▸ Assignment: Return verbatim the line containing "Objective — for every instance of the white" together with all lines that follow it in the records, and no other material.

▸ Input data:
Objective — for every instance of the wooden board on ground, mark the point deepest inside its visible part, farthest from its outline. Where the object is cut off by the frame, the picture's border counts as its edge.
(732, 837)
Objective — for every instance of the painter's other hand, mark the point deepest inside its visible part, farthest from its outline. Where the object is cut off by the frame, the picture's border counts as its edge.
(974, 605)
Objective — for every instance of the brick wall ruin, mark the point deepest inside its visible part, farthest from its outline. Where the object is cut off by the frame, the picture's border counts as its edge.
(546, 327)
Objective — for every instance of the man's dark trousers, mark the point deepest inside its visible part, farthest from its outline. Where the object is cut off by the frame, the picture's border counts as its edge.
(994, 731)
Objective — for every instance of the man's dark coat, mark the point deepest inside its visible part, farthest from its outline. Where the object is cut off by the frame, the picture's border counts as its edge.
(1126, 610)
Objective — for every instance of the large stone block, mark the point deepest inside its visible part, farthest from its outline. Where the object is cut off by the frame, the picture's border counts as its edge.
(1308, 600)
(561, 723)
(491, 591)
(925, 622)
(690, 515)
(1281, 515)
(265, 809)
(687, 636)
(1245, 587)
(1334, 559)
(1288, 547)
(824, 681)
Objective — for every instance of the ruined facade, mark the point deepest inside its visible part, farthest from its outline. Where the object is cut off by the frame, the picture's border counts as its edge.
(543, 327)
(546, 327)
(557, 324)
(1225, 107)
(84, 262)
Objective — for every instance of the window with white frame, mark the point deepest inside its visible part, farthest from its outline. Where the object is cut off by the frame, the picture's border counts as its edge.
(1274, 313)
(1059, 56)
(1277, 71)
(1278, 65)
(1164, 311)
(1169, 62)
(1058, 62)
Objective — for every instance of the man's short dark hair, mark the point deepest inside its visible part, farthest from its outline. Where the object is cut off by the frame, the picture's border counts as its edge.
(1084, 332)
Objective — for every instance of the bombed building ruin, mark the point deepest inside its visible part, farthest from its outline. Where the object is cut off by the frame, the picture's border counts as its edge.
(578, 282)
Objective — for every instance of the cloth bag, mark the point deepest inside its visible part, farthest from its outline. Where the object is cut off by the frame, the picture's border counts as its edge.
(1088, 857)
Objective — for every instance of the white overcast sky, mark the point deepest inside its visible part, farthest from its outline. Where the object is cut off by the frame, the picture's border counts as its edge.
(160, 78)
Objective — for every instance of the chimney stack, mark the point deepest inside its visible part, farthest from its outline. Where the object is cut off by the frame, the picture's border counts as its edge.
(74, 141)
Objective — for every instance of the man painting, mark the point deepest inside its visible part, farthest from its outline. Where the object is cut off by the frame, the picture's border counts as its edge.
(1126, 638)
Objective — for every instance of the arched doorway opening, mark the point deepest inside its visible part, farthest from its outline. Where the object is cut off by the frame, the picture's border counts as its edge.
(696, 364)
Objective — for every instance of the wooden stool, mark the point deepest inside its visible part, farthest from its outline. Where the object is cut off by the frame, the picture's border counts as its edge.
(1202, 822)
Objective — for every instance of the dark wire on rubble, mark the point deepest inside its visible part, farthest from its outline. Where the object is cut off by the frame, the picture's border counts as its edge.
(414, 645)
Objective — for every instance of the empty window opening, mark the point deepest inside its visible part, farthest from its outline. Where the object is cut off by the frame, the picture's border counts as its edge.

▸ Response to the task:
Objective — for every instance of the white overcast sky, mark the point deepest inside its visible part, farthest from its outline. Where the object is cut off by the frame, the picture's border counts as its edge.
(160, 78)
Objective — for every instance of the chimney stack, mark the point deepest inside its visible part, farthest from its outline. Where the object is cut off by the frame, the picture's border counts as its edge.
(74, 141)
Objective — for every instance of the man painting, mark the point deepest inside its visible part, farthest from its outline. Where the object is cut off by the frame, the picture's border counts as its edge.
(1126, 638)
Objective — for every instance of the arched doorway opening, mark the point deepest inside its visible part, farthest from its outline. Where the object is cut off by the frame, the picture's border counts as its edge.
(696, 364)
Objective — for every instance of the wooden stool, mark the point deepest inside its visible part, farthest from its outline. Where the object is cut off by the frame, the picture's border counts as its edge.
(1202, 822)
Objective — for every instance of the dark wire on rubble, mark the point deepest inside its visible part, farthest from its outline. Where the object is cut off by the frame, the picture's border counts as its edge.
(414, 645)
Objective — for every instance of the empty window opening, mark the point deepest inside its visible part, farthest from its outline. Where the object is cut off by the frame, the picture's border counts as its edge.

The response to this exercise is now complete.